Stored data
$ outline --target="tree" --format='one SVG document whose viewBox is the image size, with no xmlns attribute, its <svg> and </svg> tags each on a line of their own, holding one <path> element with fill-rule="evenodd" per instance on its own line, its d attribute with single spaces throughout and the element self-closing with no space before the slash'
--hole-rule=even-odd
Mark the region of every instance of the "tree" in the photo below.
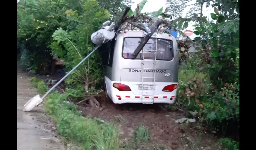
<svg viewBox="0 0 256 150">
<path fill-rule="evenodd" d="M 133 4 L 131 0 L 98 0 L 100 8 L 108 10 L 111 14 L 111 19 L 117 21 L 127 7 Z"/>
</svg>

* **SET PROBLEM**
Substitute "bush" for "tree" throughout the entries above and leave everything else unchanged. Omit the pictures from your answer.

* **RESULT OF THE EXERCISE**
$ outline --target="bush" --format='one SVG document whose viewBox is the image size, with no xmlns attribute, its <svg> and </svg> tags each on a line of their own, holding one <path> element with fill-rule="evenodd" per instance on its own line, its d attribute with single spaces throughout and the element self-closing with no space before the slash'
--hole-rule=even-odd
Mark the region of every instance of the "bush" in the photo below.
<svg viewBox="0 0 256 150">
<path fill-rule="evenodd" d="M 133 4 L 131 0 L 98 0 L 100 8 L 108 10 L 111 14 L 111 19 L 117 21 L 127 7 Z"/>
</svg>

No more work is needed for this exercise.